Document passage |
========================
Submission received: 16 June 2021 / Revised: 11 July 2021 / Accepted: 20 July 2021 / Published: 25 July 2021
(This article belongs to the Special Issue Nanostructured Materials for Adsorption)

Abstract

:
The effectiveness of nanoscale zero-valent iron(nZVI) immobilized on activated carbon (nZVI/AC) in removing antimonite (Sb(III)) from simulated contaminated water was investigated with and without a magnetic fix-bed column reactor. The experiments were all conducted in fixed-bed columns. A weak magnetic field (WMF) was proposed to increase the exclusion of paramagnetic Sb(III) ions by nZVI/AC. The Sb(III) adsorption to the nZVI and AC surfaces, as well as the transformation of Sb(III) to Sb(V) by them, were both increased by using a WMF in nZVI/AC. The increased sequestration of Sb(III) by nZVI/AC in the presence of WMF was followed by faster nZVI corrosion and dissolution. Experiments were conducted as a function of the pH of the feed solution (pH 5.0–9.0), liquid flow rate (5–15 mL·min−1), starting Sb(III) concentration (0.5–1.5 mg·L−1), bed height nZVI/AC (10–40 cm), and starting Sb(III) concentration (0.5–1.5 mg·L−1). By analyzing the breakthrough curves generated by different flow rates, different pH values, different inlet Sb(III) concentrations, and different bed heights, the adsorbed amounts, equilibrium nZVI uptakes, and total Sb(III) removal percentage were calculated in relation to effluent volumes. At pH 5.0, the longest nZVI breakthrough time and maximal Sb(III) adsorption were achieved. The findings revealed that the column performed effectively at the lowest flow rate. With increasing bed height, column bed capacity and exhaustion time increased as well. Increasing the Sb(III) initial concentration from 0.5 to 1.5 mg·L−1 resulted in the rise of adsorption bed capacity from 3.45 to 6.33 mg·g−1.

1. Introduction

Antimony (Sb) is the ninth-largest mined metal and is used in a variety of industrial products [1]. China produces over 88% of the world’s commercial antimony, and large quantities of antimony are discharged into the environment as a result of Sb smelting and mining processes, resulting in major contamination of soil and water. Concentrations of antimony up to 7.3–163.0 μg·L−1 have been found in natural waterways from the world’s largest Sb mine, Xikuangshan in Hunan Province, China [2].
Long-term exposure to high-level Sb-contaminated water has negative consequences that can lead to serious health problems. Many governments and regions have adopted measures to regulate the amount of Sb in aqueous solutions. The most common environmental antimony species are Sb(III) and Sb(V), of which Sb(III) is 10 times more hazardous than Sb(V) [1]. The World Health Organization (WHO) and China have issued a standard for Sb in drinking water at 0.005 mg·L−1.
========================
Collected data entries |
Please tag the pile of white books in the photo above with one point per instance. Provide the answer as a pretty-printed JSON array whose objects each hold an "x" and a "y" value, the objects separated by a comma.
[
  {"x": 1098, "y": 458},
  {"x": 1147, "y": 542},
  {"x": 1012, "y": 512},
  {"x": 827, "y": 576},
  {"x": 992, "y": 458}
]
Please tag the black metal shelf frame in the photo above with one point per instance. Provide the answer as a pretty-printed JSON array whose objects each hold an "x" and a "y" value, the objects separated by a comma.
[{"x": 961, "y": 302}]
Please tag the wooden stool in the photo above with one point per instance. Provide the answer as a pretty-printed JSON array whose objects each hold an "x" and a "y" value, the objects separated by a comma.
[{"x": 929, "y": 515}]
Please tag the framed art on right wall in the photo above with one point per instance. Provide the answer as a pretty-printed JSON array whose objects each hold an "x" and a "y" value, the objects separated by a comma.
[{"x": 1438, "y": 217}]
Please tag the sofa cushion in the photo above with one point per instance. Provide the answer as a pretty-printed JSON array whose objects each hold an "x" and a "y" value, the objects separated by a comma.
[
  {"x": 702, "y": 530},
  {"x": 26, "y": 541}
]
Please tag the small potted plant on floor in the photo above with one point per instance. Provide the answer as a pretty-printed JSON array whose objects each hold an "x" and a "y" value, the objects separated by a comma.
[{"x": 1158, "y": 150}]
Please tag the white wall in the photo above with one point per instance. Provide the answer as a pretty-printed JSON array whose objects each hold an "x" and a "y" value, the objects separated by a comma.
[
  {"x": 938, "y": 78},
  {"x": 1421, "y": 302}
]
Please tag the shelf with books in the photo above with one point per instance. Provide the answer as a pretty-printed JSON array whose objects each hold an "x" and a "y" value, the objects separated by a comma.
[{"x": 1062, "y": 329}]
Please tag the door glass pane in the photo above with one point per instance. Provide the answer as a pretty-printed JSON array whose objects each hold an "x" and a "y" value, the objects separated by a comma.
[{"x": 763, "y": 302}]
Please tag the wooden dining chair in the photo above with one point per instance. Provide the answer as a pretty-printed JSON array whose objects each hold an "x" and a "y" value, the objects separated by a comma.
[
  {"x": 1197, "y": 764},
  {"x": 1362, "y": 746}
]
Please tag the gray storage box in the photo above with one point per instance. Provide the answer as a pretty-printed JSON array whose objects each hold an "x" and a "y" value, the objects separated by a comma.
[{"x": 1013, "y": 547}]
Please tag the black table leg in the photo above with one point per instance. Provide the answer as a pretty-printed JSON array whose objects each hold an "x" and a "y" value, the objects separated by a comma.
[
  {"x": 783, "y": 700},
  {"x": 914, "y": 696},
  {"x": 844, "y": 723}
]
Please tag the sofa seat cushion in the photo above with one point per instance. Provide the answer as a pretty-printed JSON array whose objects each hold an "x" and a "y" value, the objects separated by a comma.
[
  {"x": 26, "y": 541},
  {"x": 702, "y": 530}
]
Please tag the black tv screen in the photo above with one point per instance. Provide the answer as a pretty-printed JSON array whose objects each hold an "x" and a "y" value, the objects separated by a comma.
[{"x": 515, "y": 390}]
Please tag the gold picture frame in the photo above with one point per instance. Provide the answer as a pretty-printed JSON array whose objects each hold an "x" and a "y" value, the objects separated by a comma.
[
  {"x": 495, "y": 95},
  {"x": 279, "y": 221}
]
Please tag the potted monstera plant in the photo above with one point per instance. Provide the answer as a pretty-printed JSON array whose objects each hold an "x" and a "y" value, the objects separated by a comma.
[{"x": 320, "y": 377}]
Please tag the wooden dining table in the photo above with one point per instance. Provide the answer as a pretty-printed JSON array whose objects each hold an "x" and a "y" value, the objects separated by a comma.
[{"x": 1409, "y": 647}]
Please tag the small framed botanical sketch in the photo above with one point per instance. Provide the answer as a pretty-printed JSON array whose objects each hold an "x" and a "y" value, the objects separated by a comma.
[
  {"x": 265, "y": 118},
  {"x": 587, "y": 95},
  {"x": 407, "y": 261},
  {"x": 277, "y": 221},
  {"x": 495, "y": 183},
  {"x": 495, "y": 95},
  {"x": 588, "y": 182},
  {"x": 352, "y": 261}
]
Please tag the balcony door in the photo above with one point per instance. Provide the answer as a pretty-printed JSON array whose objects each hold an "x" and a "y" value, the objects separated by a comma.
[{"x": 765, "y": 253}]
========================
Exercise tasks |
a - Based on the passage on antimony removal, why does China face major antimony contamination of its soil and water?
b - Continue the passage on antimony removal from its last sentence.

Results of the tasks |
a - China produces over 88% of the world's commercial antimony. Sb smelting and mining release large quantities of antimony into the environment, which causes major contamination of soil and water.

b -
Ion exchange [3], coagulation (coprecipitation) [4], reverse osmosis [5], bioremediation [6], and adsorption [7] are currently accessible technologies for Sb(III) removal from water. Adsorption is a common approach for removing Sb(III) from drinking water due to its economic and technological advantages. Iron (hydr)oxides and elemental iron are commonly used as antimony adsorbents due to their high affinity for Sb(III) and Sb(V) [8]. In developing countries, zero-valent iron powders are utilized in permeable reactive barriers to intercept Sb(III) plumes in contaminated groundwater or added to household filters to remove Sb(III) [1]. Nanoscale zero-valent iron (nZVI) has recently been identified as a promising material for in situ remediations of antimony contaminated water [9,10,11,12,13,14]. Due to its high Sb(III) adsorption capability and huge active surface area, it can serve as a viable material to remove Sb(III) from drinking water. Iron (hydr)oxides and Zero-valent iron, on the other hand, are usually fine powders that cannot be used directly in fixed-bed columns until they are converted into granular form [10]. Ferric hydroxide can be handled as a granulated material or applied to porous carbon, sand, or other materials for fixed-bed water treatment operations. Due to its smaller particle size, direct use of nZVI in water treatment systems may result in rapid nZVI loss and iron pollution in water. Therefore, to treat Sb(III)-contaminated drinking water, nZVI must be loaded onto supporting materials. The batch technique has received greater attention for Sb(III) adsorption. However, adsorption techniques based on the removal of heavy metals carried out in column systems is regarded to be particularly advantageous from an industrial standpoint, due to the column systems’ adaptability to diverse procedures, reduced reagent handling, and consequently low functioning costs [10,11,12,13,14]. As a result, adsorption investigations utilizing columns are required.
Breakthrough experiments are being conducted to assess performance in continuous, fixed-bed operations by altering operating variables such as bed depth, flow rate, influent Sb(III) pH, and concentration. The breakthrough curve for Sb adsorption was studied using the Thomas and BDST models.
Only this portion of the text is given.